(MATERIALS PROVIDED)

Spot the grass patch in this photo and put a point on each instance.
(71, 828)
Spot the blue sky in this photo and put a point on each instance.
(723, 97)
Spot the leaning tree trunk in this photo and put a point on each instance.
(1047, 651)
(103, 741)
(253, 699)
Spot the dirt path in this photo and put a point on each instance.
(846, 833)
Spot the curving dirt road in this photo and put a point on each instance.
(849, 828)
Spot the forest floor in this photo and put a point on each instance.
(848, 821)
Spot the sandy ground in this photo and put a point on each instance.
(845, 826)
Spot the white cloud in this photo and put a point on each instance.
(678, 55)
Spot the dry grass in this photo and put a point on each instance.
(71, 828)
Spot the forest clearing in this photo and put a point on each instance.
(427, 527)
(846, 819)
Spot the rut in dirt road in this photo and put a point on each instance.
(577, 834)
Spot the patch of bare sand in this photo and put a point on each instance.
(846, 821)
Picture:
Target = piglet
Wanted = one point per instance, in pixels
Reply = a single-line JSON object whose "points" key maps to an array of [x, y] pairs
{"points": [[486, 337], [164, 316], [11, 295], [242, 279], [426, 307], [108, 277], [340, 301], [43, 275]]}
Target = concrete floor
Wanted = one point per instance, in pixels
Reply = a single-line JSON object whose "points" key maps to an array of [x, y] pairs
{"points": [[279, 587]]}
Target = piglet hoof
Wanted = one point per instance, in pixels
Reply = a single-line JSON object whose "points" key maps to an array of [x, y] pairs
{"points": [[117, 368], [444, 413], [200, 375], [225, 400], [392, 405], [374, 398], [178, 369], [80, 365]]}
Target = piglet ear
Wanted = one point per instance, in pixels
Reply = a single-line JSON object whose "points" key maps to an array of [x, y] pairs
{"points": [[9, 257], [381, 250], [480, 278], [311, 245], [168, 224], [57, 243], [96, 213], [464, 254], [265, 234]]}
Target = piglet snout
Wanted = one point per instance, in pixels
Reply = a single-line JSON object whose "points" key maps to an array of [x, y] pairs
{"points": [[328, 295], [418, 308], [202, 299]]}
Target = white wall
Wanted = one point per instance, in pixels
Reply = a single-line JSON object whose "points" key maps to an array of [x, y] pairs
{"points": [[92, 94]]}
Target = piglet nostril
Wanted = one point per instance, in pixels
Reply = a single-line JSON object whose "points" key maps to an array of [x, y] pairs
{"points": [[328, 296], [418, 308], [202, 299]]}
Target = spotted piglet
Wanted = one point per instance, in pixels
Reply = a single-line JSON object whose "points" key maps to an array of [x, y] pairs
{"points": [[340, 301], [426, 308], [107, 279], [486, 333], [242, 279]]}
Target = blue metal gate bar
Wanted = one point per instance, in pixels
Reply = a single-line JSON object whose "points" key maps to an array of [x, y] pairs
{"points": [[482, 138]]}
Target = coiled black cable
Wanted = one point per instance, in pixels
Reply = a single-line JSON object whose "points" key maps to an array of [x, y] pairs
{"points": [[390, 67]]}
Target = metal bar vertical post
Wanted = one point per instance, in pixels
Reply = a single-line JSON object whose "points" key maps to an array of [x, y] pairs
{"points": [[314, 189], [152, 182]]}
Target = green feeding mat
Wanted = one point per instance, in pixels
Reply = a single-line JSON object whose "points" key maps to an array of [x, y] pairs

(End MATERIALS PROVIDED)

● **WHAT IS REQUIRED**
Looking at the material above, please state how many lines include the string "Target", and give only that number.

● **ANSWER SPACE**
12